◆ TASK OBJECTIVE: Please swap "crate" for "box" throughout the items below and write them out again, leaving everything else unchanged.

--*--

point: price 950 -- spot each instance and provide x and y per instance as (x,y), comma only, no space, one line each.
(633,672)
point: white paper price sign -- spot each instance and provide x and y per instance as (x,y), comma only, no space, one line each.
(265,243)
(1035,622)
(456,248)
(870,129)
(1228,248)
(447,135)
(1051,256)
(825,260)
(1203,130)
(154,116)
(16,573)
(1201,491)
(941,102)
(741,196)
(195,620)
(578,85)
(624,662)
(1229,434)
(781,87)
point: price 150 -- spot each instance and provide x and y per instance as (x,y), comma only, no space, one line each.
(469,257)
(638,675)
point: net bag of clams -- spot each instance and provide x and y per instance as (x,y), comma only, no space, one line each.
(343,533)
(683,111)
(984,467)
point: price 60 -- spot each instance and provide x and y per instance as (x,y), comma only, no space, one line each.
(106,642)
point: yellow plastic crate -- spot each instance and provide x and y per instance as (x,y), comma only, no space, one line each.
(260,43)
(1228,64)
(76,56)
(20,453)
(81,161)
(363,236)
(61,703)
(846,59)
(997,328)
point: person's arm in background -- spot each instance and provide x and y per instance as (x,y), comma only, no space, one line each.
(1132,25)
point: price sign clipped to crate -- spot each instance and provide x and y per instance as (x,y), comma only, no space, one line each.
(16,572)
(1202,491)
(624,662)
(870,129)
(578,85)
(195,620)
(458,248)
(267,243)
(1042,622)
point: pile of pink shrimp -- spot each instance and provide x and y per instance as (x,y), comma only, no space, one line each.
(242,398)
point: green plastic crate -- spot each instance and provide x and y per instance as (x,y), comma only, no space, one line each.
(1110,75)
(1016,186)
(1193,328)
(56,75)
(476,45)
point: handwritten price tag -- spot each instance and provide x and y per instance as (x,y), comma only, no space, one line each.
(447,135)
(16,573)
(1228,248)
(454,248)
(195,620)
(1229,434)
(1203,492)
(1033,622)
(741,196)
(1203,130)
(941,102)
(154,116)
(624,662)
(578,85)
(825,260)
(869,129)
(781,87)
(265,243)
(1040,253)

--*--

◆ COMPLETED EXERCISE:
point: price 950 -- spot each instance and provide x and y per instance as (x,y), comma only, no space, one line each.
(633,672)
point: white paper price sign -- spot each instance and provide x and y per instance as (x,y), comma only, no space, one line each.
(265,243)
(1035,622)
(456,248)
(870,129)
(1228,248)
(447,135)
(1051,256)
(825,260)
(1203,130)
(154,116)
(16,573)
(1201,491)
(941,102)
(741,196)
(195,620)
(578,85)
(624,662)
(1229,434)
(781,87)
point: price 150 -- spot each instance and provide x and y per instance as (x,y), comma only, no space, one line each.
(469,257)
(638,675)
point: net bag of clams -- spot each instance and provide x and y per instance as (x,y), comma only, no space, one line each.
(343,533)
(683,111)
(984,467)
point: price 60 -- spot each instance and provide x and y per instance as (x,y), comma only, no space, one line each.
(106,642)
point: yellow plastic box -- spot each instance and provide x and y per instance as (x,y), comma only, no space, one line each.
(260,43)
(1228,64)
(76,56)
(20,453)
(81,161)
(363,236)
(61,703)
(846,59)
(997,328)
point: person's arm in background -- spot each instance and provide x and y per instance as (x,y), comma only, no space, one line each.
(1132,25)
point: price sign clipped to box -- spot each instance and provide x and y per instance as (x,y), comma only, no space, one line each.
(16,572)
(1202,491)
(624,662)
(870,129)
(578,85)
(195,620)
(458,248)
(267,243)
(1042,622)
point: pile of pink shrimp -- spot each instance and provide x and y per instance as (x,y), comma only, no space, one line each.
(242,398)
point: green plastic box -- spot each instance and provide x and y per instance as (x,y), comma only, no space, one line each.
(1110,75)
(1016,186)
(1193,328)
(56,75)
(476,45)
point: handwritten price tag -- spot each instance and provide x and y per instance as (x,y), comma only, no space, one line each.
(447,135)
(16,573)
(1228,248)
(454,248)
(195,620)
(1229,434)
(1203,492)
(1033,622)
(741,196)
(1203,130)
(941,102)
(154,116)
(624,662)
(578,85)
(825,260)
(869,129)
(781,87)
(265,243)
(1040,253)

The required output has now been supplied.